* [SHORT TASK] Copy word for word the entries from their beginning through the line containing "(1061, 456)", with that line included.

* [DATASET]
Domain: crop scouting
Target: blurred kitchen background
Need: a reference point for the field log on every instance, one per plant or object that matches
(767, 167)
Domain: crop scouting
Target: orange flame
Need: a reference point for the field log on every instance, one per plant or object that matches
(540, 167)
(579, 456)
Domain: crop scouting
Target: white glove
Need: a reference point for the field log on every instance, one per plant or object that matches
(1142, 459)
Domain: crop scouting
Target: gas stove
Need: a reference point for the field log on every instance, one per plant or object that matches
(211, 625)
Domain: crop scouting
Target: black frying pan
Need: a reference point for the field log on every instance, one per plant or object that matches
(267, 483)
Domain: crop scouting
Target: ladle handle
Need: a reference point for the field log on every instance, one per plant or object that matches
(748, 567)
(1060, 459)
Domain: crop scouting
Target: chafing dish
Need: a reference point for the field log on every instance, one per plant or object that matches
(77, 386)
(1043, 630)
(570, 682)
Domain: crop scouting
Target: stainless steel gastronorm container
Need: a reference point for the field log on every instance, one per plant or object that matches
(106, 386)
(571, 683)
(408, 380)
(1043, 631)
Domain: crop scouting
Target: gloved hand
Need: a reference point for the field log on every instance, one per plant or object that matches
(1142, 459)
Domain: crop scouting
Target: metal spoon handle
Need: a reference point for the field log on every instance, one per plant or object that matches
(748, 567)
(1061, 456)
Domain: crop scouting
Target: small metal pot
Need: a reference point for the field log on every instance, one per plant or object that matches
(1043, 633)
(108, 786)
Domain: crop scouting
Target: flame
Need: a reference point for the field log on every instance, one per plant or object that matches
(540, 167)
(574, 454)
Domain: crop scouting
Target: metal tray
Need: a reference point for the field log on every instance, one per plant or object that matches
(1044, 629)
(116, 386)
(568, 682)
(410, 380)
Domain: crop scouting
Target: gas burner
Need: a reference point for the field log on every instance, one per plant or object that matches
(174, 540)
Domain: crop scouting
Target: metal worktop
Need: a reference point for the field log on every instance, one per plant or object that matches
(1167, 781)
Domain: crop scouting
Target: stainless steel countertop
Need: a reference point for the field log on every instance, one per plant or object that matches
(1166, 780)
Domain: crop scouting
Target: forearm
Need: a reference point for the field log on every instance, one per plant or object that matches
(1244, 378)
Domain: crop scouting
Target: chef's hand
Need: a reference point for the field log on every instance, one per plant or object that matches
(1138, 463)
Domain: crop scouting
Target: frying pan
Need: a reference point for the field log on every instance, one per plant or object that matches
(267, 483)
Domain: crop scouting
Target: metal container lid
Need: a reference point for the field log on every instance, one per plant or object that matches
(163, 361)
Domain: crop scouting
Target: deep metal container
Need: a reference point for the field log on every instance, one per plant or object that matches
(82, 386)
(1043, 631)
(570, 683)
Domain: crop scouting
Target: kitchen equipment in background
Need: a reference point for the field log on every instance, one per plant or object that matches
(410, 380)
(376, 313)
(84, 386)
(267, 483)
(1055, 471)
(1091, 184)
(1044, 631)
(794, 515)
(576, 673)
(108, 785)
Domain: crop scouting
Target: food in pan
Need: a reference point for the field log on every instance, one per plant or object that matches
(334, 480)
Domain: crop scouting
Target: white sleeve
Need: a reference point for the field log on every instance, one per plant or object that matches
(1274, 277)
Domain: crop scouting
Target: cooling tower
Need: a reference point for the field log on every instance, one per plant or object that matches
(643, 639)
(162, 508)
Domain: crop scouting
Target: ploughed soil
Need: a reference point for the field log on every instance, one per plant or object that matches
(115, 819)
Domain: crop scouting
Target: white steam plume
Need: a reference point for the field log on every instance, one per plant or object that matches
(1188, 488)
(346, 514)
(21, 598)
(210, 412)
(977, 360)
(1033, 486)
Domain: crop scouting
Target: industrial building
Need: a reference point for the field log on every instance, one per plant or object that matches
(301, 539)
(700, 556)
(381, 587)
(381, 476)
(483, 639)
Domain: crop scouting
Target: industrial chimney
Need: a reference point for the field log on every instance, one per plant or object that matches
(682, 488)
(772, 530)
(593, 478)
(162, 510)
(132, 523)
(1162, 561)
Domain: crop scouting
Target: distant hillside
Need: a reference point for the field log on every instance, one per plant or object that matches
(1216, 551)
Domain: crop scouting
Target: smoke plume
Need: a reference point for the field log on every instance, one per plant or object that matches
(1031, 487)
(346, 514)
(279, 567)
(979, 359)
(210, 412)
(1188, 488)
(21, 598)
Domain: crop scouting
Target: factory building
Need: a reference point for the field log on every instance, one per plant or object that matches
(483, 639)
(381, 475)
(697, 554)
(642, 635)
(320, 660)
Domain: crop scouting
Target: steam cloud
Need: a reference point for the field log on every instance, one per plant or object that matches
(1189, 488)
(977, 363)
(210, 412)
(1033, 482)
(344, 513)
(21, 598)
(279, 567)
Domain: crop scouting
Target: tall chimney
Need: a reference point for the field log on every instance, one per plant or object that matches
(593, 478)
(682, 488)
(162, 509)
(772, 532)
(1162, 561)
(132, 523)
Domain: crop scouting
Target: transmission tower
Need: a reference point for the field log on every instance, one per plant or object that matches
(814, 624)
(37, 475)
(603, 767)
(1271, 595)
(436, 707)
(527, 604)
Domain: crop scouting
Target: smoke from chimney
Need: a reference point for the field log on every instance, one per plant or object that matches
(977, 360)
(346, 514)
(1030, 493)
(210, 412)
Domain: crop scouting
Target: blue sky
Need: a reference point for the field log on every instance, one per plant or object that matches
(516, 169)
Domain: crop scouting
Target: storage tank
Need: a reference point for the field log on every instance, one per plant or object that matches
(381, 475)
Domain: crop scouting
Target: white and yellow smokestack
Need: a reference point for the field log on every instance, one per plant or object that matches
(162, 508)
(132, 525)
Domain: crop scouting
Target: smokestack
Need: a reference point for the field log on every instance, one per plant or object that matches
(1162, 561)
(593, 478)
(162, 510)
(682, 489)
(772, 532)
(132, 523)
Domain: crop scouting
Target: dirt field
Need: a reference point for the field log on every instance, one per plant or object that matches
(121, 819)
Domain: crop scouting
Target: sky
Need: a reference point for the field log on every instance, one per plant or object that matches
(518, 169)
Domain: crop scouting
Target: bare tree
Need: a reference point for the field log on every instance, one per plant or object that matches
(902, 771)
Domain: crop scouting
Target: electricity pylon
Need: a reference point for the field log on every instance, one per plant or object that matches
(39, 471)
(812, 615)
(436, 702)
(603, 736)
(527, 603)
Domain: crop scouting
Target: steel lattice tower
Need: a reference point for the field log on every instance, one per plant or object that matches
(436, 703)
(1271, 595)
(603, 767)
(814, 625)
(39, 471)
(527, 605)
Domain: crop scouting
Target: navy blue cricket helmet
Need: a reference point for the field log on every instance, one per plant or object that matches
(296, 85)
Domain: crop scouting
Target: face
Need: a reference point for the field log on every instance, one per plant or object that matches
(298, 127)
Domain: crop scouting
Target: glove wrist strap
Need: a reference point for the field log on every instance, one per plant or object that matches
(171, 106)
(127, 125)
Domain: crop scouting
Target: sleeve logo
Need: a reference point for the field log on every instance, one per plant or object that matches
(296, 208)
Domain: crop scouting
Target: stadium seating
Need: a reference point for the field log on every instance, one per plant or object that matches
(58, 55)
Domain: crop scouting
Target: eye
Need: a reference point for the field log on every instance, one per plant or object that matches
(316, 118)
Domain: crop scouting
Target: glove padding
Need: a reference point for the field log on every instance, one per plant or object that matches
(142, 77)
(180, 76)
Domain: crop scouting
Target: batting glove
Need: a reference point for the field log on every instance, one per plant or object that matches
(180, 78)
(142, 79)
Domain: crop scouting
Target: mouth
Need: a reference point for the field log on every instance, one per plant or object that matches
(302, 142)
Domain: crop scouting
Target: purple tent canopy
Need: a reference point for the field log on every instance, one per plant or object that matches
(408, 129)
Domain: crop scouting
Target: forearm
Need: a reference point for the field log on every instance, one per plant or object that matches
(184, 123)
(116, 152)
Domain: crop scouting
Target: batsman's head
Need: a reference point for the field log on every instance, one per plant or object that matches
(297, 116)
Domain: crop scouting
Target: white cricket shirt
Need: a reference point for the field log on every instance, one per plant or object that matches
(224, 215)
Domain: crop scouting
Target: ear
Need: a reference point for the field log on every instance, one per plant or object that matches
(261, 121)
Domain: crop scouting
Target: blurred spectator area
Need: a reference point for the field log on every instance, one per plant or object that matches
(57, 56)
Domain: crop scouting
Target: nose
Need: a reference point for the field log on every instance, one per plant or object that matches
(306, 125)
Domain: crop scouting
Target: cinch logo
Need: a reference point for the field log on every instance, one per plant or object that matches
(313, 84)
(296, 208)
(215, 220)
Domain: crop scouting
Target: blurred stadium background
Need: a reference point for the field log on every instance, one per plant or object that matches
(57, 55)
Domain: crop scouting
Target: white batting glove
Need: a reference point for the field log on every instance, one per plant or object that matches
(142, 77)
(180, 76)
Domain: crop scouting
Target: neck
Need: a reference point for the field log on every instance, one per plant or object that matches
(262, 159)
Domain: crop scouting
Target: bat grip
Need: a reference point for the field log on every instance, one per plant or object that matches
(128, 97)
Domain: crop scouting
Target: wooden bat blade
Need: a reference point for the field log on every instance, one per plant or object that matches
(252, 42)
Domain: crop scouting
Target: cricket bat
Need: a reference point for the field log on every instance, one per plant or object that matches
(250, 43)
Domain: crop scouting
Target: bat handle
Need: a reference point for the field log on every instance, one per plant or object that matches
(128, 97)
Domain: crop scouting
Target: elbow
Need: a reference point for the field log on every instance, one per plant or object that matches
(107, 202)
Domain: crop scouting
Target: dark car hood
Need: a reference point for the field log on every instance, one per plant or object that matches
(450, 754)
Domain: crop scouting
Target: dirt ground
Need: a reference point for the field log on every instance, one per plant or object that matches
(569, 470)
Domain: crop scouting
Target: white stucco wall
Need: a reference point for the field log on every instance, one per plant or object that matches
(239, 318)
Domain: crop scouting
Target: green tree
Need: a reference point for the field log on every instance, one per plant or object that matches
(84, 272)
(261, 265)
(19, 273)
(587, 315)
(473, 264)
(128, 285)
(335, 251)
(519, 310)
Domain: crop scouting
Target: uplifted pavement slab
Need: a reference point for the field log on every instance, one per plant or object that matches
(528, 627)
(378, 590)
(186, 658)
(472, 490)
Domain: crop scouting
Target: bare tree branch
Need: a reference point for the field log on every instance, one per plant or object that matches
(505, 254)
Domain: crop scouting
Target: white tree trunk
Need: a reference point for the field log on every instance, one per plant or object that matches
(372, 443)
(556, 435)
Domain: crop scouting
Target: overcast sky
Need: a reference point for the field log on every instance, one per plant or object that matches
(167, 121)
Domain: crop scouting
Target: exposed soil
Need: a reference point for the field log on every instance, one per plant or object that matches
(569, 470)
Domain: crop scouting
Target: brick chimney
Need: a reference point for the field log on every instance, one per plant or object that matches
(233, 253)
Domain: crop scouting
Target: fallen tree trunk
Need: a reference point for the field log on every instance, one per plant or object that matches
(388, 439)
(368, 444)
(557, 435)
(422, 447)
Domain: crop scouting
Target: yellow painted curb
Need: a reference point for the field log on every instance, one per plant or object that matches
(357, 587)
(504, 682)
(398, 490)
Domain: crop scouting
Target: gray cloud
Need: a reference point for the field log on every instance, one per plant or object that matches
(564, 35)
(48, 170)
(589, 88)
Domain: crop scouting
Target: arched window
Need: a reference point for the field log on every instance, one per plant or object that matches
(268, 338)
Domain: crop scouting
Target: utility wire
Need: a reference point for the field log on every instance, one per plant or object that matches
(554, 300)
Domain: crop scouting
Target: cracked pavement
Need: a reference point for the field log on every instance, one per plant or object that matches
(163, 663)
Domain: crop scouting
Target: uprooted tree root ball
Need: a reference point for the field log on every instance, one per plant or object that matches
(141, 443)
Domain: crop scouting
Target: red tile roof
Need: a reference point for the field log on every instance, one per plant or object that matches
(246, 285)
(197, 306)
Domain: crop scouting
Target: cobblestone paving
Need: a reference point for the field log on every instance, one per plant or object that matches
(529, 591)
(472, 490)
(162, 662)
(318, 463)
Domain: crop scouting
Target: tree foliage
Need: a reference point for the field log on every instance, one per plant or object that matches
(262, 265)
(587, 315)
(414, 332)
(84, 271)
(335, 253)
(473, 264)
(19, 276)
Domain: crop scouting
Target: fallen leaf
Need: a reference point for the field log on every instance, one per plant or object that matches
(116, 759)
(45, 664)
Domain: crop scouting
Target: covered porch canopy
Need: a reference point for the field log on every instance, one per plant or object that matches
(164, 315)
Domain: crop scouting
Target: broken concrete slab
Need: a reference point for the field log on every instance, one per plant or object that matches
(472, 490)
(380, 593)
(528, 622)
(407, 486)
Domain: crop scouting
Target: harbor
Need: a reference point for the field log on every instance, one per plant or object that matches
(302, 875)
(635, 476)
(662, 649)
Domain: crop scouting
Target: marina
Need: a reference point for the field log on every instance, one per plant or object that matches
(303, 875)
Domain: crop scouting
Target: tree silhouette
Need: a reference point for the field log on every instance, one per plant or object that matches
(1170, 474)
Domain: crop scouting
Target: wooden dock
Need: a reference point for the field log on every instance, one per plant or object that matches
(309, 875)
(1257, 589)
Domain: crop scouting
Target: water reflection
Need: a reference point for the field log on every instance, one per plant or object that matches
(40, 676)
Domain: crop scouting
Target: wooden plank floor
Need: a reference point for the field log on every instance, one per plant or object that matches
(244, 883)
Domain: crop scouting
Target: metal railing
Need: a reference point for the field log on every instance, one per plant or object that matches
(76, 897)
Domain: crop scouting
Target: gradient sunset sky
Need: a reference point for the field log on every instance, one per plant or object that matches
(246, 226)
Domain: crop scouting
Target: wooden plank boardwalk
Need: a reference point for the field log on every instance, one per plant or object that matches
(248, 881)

* [ANSWER]
Domain: crop scouting
Target: blurred kitchen background
Need: a reference point for the field log on every instance, one per plant or object that matches
(767, 167)
Domain: crop scouting
Target: orange flame
Need: a reference point for the field log on every instance, one per plant or object that matches
(540, 167)
(579, 456)
Domain: crop scouting
Target: white glove
Need: a reference point for the field log on every instance, one per plant or object that matches
(1142, 459)
Domain: crop scouting
Target: gas stove
Need: a reference point for the field log on every instance, one per plant or object that matches
(211, 625)
Domain: crop scouting
Target: black frying pan
Need: a reference point for the field log on every instance, one per plant or object that matches
(267, 483)
Domain: crop scouting
Target: ladle handle
Need: a reference point for the field log on every instance, one per plant or object that matches
(748, 567)
(1060, 459)
Domain: crop scouting
Target: chafing dish
Need: a reference point for the field log on every instance, one per plant or object that matches
(77, 386)
(1043, 630)
(570, 682)
Domain: crop scouting
Target: stainless steel gastronorm container
Need: a reference point for the field log on every instance, one per plant or object that matches
(106, 386)
(571, 683)
(408, 380)
(1043, 631)
Domain: crop scouting
Target: gloved hand
Need: a reference point for the field log on every instance, one per plant or object that matches
(1142, 459)
Domain: crop scouting
Target: metal spoon handle
Need: a reference point for the field log on every instance, one per plant or object that matches
(748, 567)
(1061, 456)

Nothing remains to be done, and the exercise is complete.